Rewrite all of the items below, swapping each occurrence of "Could you please indicate" for "Please mark" and changing nothing else.
— Start of INFORMATION SHOWN —
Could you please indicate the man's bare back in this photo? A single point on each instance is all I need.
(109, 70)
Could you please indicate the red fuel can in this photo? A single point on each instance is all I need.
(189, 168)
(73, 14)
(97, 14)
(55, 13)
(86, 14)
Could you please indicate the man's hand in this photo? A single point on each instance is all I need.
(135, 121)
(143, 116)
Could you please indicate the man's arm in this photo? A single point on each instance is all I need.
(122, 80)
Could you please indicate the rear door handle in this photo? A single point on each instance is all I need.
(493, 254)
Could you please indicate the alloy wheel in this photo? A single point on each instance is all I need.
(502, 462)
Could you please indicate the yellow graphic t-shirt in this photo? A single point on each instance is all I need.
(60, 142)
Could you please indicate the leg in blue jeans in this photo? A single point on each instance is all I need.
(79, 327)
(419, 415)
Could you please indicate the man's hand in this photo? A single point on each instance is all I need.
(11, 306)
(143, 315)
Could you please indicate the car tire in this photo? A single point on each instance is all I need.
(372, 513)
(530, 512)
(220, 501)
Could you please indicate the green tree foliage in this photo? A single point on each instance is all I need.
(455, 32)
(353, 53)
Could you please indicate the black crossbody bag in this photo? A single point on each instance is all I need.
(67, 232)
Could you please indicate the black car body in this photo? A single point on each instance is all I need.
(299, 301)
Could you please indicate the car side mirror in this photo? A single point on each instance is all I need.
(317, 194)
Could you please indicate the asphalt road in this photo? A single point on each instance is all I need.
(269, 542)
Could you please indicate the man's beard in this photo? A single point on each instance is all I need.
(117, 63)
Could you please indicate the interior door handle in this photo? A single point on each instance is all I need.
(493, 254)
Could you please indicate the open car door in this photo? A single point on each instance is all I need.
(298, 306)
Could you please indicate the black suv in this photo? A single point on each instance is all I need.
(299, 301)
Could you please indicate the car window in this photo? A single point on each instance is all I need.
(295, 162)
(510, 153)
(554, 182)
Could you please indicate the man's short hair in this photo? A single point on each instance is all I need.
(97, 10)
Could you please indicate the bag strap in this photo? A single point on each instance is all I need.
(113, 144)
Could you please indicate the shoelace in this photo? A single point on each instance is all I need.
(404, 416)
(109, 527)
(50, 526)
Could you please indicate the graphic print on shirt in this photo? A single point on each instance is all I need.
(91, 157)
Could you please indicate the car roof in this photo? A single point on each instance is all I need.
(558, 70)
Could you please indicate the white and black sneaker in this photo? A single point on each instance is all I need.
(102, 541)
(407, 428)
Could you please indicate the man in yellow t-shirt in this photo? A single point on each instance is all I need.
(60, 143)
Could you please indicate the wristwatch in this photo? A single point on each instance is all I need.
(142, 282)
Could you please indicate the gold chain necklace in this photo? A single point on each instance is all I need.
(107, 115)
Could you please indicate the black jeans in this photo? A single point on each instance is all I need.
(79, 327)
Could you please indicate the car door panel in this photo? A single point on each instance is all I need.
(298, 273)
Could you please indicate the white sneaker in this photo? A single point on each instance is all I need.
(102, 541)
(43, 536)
— End of INFORMATION SHOWN —
▸ **TASK OUTPUT**
Please mark the man's bare back in this photo? A single point on each instance is all I need.
(109, 70)
Please mark the red fuel can in this photo? A single point on each instance is all I need.
(189, 168)
(73, 14)
(97, 14)
(55, 13)
(86, 14)
Please mark the man's hand in this photo? A single point on each instance is all I need.
(135, 121)
(143, 116)
Please mark the man's arm in this photo? A single point on each instance is all I need.
(122, 80)
Please mark the rear door handle in this photo? A single point on each instance is all I need.
(493, 254)
Please mark the alloy wheel in this photo? A single point on each instance is all I need.
(502, 462)
Please mark the yellow graphic t-shirt in this photo? A single point on each instance is all I need.
(60, 142)
Please mark the leg in blue jeans in this photo? A single point on each instance is all I need.
(79, 327)
(419, 415)
Please mark the man's hand in this photo? A single point on each instance is all I need.
(11, 306)
(143, 315)
Please mark the car tire in this photo? A single point on each instance is all I need.
(372, 513)
(530, 512)
(220, 501)
Please mark the green tree foliage in this photo? A single point on each instance is all I need.
(455, 32)
(353, 53)
Please mark the black crossbody bag in this photo? A single point on each instance is all I need.
(67, 232)
Please mark the black car body in this photo? A single point on each instance is all I need.
(299, 301)
Please mark the car side mirror in this photo? A single point on each instance is all I need.
(317, 194)
Please mark the asphalt road in this photo? A single point on each instance is all I need.
(269, 542)
Please mark the man's beard in this photo? A single point on each instance is all I need.
(117, 63)
Please mark the interior door handle in this photo? A single point on each instance is all I need.
(493, 254)
Please mark the open car door in this photo? A single point on each instance is all I need.
(298, 306)
Please mark the black suv in this photo? A single point on each instance is all I need.
(299, 301)
Please mark the car window in this photo? A single point on each instance is all I need.
(295, 162)
(510, 153)
(554, 182)
Please mark the man's short hair in this photo? A single point on each instance is all I need.
(97, 10)
Please mark the bag strap in this photo? A single point on each instance is all I need.
(113, 144)
Please mark the shoelace in this photo? A single point on each instance is all I need.
(404, 416)
(109, 527)
(50, 526)
Please mark the graphic print on shirt in this photo? A single point on each instance is all I need.
(91, 157)
Please mark the car roof in this photo? A single point on each instance is all I need.
(558, 70)
Please mark the white and black sneaker in this photo? A single point on each instance is all I need.
(102, 541)
(407, 428)
Please mark the man in yellow t-shirt in this photo? A single point on each instance is all I need.
(60, 143)
Please mark the wristwatch in this photo? A single point on each instance is all I need.
(142, 282)
Please mark the gold chain necklace in this photo? A single point on each instance is all I need.
(107, 115)
Please mark the black jeans in this photo? A single point on each instance is all I need.
(79, 327)
Please mark the car door panel in this photo? A single point on each instance is all I need.
(298, 273)
Please mark the white sneaker in this photo? A single point on each instance is all I need.
(102, 541)
(43, 536)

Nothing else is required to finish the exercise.